#### Given data
'''
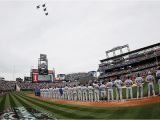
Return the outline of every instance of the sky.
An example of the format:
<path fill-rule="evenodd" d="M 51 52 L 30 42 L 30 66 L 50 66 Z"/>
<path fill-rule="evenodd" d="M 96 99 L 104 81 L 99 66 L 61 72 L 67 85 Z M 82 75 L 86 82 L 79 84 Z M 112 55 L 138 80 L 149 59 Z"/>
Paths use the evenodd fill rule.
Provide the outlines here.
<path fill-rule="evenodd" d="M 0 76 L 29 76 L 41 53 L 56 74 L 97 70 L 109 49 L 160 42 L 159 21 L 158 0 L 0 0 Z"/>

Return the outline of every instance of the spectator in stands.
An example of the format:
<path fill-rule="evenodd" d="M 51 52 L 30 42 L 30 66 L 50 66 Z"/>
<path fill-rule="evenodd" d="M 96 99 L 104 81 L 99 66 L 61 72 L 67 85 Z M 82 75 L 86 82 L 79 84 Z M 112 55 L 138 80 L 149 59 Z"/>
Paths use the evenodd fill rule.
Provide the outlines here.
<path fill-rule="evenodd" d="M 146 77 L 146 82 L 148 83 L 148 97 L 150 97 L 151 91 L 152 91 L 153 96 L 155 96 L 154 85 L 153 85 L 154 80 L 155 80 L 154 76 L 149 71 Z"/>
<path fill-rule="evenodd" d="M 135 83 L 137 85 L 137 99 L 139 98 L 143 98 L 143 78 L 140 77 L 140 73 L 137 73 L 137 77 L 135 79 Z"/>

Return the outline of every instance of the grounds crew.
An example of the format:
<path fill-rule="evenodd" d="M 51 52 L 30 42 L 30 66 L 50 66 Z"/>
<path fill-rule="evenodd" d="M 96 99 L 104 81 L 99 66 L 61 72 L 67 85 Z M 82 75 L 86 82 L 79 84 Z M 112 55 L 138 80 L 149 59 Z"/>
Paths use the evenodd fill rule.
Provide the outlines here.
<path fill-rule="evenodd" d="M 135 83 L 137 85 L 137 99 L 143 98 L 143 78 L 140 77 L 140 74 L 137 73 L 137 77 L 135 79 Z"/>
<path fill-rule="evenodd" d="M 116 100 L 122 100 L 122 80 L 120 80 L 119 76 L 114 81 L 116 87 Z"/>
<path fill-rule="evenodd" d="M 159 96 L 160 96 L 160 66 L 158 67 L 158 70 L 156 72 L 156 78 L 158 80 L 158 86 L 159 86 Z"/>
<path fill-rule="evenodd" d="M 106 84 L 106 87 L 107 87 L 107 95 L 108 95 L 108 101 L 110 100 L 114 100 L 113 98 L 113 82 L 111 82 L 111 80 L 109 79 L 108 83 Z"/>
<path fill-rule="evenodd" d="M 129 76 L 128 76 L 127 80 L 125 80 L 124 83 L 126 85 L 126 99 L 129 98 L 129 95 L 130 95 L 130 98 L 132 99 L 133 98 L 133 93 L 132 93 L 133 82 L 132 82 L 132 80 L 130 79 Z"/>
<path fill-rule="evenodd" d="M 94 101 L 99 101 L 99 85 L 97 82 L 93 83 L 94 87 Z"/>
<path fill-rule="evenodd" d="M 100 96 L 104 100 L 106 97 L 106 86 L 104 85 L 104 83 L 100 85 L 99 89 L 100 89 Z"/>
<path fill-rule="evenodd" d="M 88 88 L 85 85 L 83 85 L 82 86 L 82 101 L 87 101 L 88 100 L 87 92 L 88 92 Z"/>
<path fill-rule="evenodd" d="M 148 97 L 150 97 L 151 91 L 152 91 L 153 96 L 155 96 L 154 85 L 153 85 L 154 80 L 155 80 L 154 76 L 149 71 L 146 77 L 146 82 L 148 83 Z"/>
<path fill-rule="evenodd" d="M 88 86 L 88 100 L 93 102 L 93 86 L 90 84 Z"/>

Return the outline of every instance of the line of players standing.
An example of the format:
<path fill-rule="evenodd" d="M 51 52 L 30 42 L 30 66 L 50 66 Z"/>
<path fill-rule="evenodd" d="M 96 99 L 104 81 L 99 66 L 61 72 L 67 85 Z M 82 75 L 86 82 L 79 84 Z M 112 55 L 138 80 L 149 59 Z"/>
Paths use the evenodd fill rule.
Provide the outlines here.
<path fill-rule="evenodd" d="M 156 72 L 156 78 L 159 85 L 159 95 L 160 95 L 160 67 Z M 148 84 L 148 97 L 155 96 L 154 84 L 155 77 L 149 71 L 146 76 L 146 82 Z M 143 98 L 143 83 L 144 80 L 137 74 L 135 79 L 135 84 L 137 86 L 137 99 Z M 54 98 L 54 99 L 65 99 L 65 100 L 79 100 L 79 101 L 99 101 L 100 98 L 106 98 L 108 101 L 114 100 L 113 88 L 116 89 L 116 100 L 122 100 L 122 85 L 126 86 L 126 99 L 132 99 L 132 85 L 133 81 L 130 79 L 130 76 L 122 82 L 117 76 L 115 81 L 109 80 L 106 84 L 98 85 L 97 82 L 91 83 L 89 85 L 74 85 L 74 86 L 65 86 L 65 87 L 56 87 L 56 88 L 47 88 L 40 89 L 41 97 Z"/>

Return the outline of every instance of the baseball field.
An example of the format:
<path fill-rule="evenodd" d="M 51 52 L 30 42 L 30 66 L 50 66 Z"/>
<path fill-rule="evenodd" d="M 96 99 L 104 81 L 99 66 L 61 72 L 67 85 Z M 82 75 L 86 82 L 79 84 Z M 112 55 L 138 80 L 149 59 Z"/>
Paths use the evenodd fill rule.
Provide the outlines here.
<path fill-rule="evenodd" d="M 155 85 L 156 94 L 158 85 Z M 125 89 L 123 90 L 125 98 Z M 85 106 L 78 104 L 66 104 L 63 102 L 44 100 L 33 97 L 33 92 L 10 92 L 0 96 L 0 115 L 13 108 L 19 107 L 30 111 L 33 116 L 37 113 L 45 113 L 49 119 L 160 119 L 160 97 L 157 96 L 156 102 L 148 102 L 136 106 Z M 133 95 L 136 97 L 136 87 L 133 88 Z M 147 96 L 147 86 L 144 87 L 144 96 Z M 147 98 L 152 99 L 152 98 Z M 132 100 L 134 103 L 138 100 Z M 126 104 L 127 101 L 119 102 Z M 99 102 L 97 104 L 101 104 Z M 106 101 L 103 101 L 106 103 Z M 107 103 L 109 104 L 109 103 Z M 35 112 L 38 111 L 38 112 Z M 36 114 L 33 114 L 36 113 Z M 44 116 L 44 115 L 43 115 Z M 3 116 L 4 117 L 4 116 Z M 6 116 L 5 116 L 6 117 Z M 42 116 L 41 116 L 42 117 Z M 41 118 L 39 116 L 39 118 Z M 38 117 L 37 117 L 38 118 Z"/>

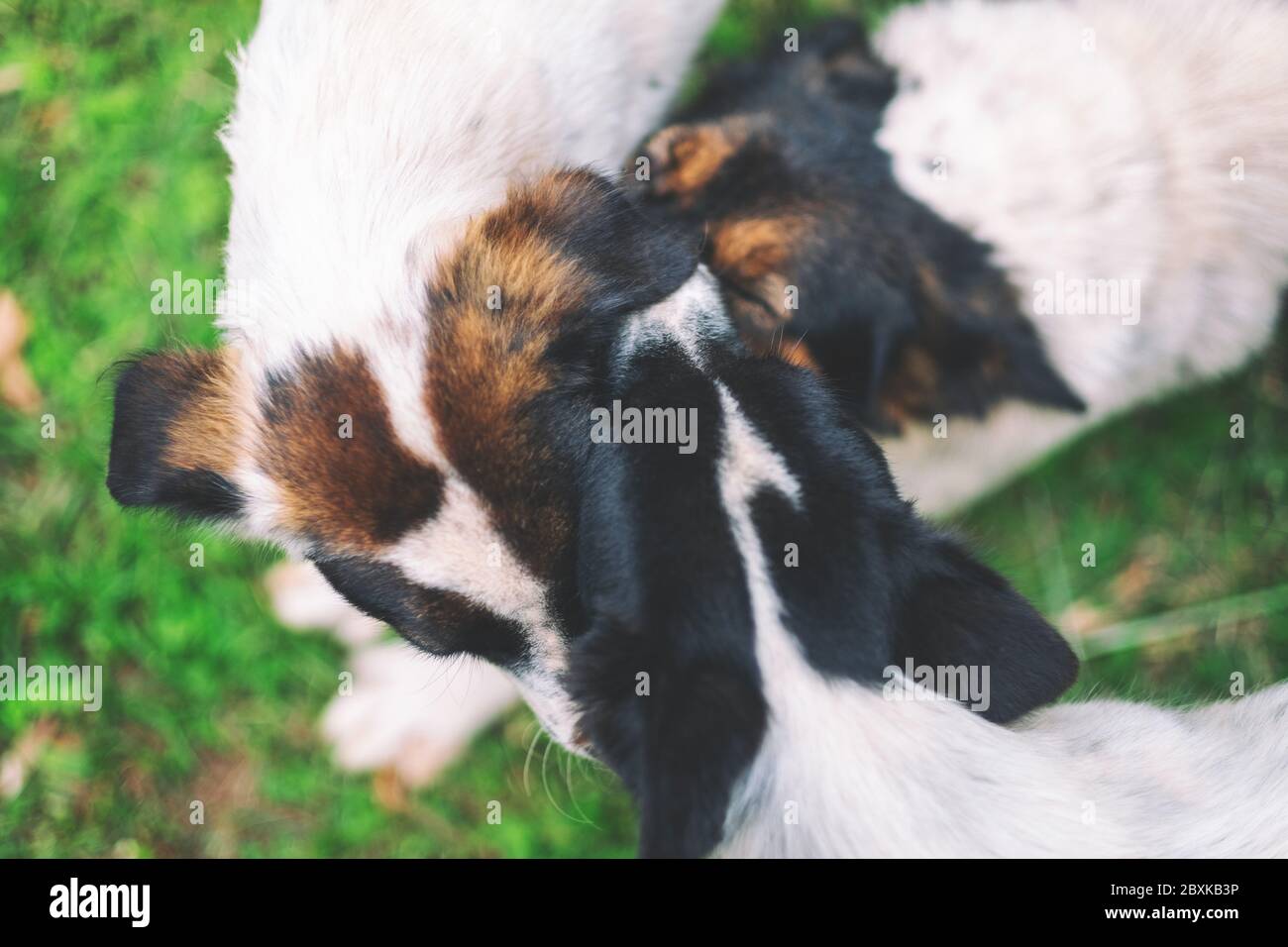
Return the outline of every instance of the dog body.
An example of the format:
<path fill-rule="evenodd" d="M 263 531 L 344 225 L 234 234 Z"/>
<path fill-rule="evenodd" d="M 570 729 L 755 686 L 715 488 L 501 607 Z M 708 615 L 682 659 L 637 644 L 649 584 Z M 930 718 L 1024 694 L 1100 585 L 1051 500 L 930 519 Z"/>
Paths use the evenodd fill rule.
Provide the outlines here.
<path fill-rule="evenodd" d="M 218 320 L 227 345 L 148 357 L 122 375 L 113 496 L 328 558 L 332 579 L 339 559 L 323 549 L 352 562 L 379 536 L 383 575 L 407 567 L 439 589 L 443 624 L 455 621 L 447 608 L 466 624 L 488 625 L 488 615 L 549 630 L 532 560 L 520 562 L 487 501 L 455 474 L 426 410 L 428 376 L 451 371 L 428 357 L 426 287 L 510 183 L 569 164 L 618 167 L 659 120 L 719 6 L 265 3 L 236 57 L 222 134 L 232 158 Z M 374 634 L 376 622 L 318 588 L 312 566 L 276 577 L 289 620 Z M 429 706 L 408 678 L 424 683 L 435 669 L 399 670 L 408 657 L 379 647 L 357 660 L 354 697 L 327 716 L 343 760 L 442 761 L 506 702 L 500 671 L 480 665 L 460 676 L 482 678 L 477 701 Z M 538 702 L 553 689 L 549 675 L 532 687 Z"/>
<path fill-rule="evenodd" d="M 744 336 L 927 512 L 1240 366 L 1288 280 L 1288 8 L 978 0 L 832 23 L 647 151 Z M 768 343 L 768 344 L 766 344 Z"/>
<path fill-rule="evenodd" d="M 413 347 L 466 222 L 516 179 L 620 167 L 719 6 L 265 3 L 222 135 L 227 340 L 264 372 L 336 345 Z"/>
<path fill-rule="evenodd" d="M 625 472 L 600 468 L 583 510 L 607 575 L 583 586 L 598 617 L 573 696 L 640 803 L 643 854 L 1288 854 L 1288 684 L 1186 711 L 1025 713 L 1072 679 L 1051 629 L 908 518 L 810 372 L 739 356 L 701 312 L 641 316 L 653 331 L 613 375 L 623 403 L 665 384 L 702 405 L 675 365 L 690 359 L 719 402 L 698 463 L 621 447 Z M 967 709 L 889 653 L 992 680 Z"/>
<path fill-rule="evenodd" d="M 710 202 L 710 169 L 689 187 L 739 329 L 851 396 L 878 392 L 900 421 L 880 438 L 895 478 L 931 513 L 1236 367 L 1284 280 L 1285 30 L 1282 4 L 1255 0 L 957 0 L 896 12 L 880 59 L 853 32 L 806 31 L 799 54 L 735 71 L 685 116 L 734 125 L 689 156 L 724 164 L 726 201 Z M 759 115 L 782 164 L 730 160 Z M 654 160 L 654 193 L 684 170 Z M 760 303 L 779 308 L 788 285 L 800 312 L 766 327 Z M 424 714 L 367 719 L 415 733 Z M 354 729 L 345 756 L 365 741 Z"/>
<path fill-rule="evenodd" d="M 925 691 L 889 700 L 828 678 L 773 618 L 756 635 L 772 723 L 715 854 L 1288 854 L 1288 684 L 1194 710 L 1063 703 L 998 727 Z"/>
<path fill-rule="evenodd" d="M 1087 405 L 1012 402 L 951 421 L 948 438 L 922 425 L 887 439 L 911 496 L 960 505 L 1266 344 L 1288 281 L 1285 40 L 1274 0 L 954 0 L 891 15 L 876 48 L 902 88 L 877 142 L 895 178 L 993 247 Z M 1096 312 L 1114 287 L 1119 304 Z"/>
'''
#### Instructions for the task
Extract the stretch of the data from the line containing "Return the outline of every instance of the spectator" through the line containing "148 83 L 148", both lines included, and reproduce it word for word.

#### Full response
Return the outline of every instance of the spectator in stands.
An example of the format:
<path fill-rule="evenodd" d="M 51 52 L 30 42 L 30 66 L 50 66 Z"/>
<path fill-rule="evenodd" d="M 96 99 L 104 81 L 99 66 L 61 72 L 67 85 Z M 82 75 L 86 82 L 79 84 Z M 112 55 L 138 80 L 149 59 Z"/>
Paths use the evenodd fill rule.
Provide the outlines here.
<path fill-rule="evenodd" d="M 146 77 L 146 82 L 148 83 L 148 97 L 150 97 L 151 91 L 152 91 L 153 96 L 155 96 L 154 85 L 153 85 L 154 80 L 155 80 L 154 76 L 149 71 Z"/>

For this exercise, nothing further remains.